__課題の目的__. 下の本文にある「内容証明郵便とは」で始まる段落を、主な事実を残して箇条書きに書き直してください。
───── 本文
ただし、養育費の金額があまりにも大きい場合や、一括でまとまった金額を受け取る場合は贈与税の課税対象とされることがあります。
(2)養育費の金額が大きいと課税されることがある
贈与税が非課税となる範囲は「生活費又は教育費として必要な都度直接これらの用に充てるために贈与によって取得した財産」に限ると規定されています。
つまり、子供の生活費や教育資金で、必要に応じて定期的に支払われるものが対象です。
そのため、一括で受け取った養育費をすぐに使わず預貯金した場合、贈与税の課税対象となる可能性があるのです。
具体的な税額は支払われる養育費の額によって変動します。
仮に500万円を一括で受け取る場合であれば、贈与税は受け取った金額の26%程度です。
ただ、贈与税として課税するかどうかは、状況に応じて税務署の判断が変化します。
一括で受け取ったからという理由で杓子定規に課税されるわけではないので安心してください。
課税するかどうかは、金額の過多や個別の事情に応じて異なります。
一括払いの必要があり、金額が子供の養育に対する費用として適切であれば非課税が相当と判断されることもあるようです。
養育費の一括払いを希望する場合、事前に税務署に相談し、事情を説明することをおすすめします。
養育費が不払いになった際の対処方法
分割払いを受けている養育費が、ある日突然振り込まれなくなった。こんな場合、一体どうすれば良いのでしょうか。
養育費が不払いになった際の対処方法を紹介していきます。
(1)電話やメールなどで連絡する
養育費の支払いが遅れたら、まずは電話やメール、自宅の訪問などで支払ってくれるよう連絡してください。
単に振込を忘れていただけということも考えられるので、連絡すればあっさり払ってくれることもあるでしょう。
約束したお金を期日に支払わないとなると不信感を抱いてしまう気持ちは分かります。
ただ、いきなり強硬手段に出ると今後の支払いがますます滞るかもしれません。
まずは普通に連絡を取って支払いを促してください。
(2)元義両親に連絡する
明らかに連絡を無視している場合や、支払いを拒否するときは、元配偶者の親(元義両親)から働きかけてもらうのも一つの方法です。
大人であっても、金銭のことで親から叱られるのはバツが悪いもの。
元配偶者の言うことは無視しても、元義両親からの督促には応じる可能性があります。
離婚に伴い元義両親と関係が崩壊していない場合に限りますが、話せる関係であれば一度相談してみても良いでしょう。
(3)内容証明郵便で督促する
再三の督促にも応じない場合、内容証明郵便を利用して催促してみましょう。
内容証明郵便とは、法律トラブルなどでよく使われる郵便の様式の一つです。相手に送った手紙の内容と差し出し日時を郵便局が証明してくれます。
なお「そんな書類は受け取っていない」ととぼけるのを防止するため、いつ配達したかを合わせて証明できる「配達証明」をつけることをおすすめします。
内容証明郵便は、封筒に赤字で「内容証明」と大きく印字され、中身も一目で法的文書と分かるものものしい書式です。
──────────
───── 表示項目
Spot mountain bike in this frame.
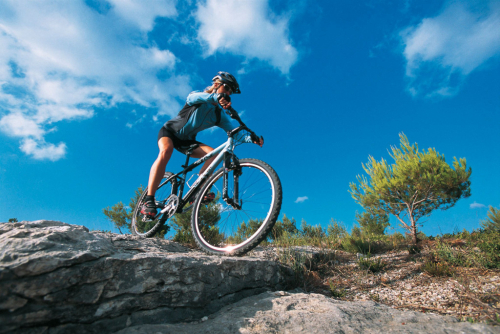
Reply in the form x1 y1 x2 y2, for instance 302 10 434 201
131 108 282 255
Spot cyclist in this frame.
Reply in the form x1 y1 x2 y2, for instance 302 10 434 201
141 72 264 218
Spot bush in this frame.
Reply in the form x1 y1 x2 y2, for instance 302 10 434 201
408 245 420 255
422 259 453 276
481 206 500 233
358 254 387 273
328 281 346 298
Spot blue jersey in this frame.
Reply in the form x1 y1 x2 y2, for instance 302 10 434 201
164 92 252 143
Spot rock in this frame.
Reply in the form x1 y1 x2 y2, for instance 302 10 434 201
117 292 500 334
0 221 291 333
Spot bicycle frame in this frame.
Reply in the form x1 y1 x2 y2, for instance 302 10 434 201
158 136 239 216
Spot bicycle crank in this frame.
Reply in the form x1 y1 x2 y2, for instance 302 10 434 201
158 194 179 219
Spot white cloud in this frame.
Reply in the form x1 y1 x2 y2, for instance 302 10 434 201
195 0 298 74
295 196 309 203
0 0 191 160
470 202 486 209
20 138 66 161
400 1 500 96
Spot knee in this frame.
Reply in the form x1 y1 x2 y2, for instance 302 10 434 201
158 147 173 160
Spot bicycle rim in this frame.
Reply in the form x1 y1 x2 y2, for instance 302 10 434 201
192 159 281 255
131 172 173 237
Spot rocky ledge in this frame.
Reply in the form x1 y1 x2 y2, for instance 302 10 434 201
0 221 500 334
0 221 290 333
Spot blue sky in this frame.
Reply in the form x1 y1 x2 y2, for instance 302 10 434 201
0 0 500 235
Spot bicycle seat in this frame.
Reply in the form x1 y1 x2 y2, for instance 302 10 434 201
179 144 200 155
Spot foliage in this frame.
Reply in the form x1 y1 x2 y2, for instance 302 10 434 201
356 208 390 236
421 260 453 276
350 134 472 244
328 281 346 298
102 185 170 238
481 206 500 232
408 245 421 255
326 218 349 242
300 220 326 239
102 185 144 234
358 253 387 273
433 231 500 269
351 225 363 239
──────────
───── 表示項目
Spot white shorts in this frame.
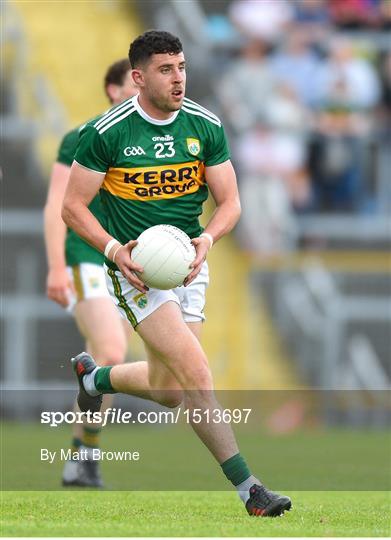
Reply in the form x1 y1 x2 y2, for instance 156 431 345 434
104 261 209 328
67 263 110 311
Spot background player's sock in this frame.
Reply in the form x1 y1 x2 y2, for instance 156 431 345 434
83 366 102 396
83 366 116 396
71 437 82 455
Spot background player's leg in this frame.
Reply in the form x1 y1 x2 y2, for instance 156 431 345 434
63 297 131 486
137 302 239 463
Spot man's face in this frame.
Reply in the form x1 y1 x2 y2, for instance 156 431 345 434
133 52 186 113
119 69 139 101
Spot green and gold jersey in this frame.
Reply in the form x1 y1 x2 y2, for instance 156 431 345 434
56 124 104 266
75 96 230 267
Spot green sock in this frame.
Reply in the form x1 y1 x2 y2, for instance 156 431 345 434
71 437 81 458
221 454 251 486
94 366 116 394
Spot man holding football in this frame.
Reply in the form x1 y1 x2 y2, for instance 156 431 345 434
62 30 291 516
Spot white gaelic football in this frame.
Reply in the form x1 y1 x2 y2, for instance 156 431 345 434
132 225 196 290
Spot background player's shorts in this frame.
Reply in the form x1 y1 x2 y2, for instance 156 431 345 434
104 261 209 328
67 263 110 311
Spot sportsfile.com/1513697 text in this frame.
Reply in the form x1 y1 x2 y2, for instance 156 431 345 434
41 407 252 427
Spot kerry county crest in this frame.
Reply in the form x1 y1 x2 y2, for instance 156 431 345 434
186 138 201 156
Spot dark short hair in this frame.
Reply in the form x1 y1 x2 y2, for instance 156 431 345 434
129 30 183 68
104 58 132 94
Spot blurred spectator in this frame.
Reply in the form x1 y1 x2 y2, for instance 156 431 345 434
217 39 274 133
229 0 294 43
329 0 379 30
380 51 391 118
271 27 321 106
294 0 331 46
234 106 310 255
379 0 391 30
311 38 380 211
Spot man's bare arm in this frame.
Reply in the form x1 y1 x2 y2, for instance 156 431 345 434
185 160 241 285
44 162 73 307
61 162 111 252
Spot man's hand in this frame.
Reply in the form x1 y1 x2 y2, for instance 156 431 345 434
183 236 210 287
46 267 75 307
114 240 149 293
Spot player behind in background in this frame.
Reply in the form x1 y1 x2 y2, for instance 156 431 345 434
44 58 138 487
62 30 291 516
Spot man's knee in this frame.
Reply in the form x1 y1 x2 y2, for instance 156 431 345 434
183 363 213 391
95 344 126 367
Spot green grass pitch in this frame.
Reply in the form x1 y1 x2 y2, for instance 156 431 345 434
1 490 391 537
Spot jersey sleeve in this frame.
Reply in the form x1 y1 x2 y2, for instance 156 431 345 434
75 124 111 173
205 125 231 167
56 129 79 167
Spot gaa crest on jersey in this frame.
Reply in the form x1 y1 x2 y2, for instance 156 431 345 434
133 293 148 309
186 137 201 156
──────────
───── 表示項目
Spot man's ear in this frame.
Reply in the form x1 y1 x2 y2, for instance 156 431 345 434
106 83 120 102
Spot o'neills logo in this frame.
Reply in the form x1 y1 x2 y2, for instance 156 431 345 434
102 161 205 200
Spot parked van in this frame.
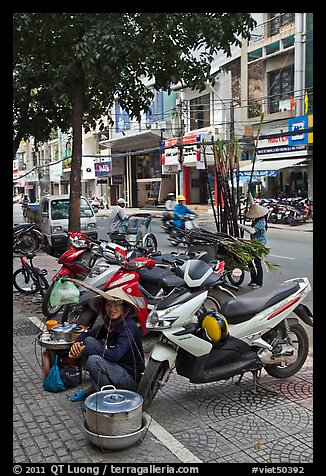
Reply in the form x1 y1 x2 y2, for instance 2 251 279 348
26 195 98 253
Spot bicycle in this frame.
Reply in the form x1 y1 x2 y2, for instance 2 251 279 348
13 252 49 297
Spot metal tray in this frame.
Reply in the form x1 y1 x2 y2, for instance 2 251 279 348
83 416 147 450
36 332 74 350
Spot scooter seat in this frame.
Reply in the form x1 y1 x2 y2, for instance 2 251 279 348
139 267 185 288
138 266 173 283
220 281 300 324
──────────
__課題の出力__.
- 内容証明郵便は、法律トラブルなどでよく使われる郵便の様式の一つ
- 相手に送った手紙の内容を郵便局が証明する
- 差し出し日時も郵便局が証明する